- _The task_
The required lines are those that contain "large"; pull them out of the data and copy them.

<<<<

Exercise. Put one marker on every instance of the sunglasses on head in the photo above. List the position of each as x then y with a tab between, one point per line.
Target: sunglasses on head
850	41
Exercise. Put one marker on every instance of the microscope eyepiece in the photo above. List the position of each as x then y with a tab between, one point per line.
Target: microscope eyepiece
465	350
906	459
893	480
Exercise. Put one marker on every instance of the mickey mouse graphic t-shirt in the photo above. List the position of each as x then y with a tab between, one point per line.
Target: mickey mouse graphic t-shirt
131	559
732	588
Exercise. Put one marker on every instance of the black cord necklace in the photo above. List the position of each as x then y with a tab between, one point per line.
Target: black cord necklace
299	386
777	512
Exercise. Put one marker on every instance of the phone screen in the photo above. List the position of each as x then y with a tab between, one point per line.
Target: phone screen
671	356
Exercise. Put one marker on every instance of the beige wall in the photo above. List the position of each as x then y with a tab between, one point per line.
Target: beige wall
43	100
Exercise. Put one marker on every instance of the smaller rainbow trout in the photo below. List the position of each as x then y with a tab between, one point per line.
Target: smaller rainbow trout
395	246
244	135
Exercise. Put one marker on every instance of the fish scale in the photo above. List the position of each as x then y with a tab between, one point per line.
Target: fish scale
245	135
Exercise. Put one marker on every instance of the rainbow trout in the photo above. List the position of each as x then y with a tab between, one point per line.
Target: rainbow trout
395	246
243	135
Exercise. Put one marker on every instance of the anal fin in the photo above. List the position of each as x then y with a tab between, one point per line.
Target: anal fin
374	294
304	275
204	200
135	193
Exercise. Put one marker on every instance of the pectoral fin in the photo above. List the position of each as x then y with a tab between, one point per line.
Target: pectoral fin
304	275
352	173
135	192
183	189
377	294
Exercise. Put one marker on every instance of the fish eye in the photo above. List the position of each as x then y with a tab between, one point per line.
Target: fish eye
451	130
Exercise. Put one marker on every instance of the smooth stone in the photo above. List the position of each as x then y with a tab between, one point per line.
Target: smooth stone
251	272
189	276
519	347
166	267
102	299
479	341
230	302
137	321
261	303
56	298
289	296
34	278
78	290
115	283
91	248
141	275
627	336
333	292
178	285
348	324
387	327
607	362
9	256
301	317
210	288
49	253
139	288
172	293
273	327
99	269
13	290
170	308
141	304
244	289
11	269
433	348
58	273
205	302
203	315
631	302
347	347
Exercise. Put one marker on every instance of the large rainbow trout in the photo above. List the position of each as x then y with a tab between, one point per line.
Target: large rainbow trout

>>>>

- _Finished task_
Exercise. Put one marker on every instance of the large rainbow trout in the photo above. List the position of each as x then y with a tab between, one point per line.
Target: large rainbow trout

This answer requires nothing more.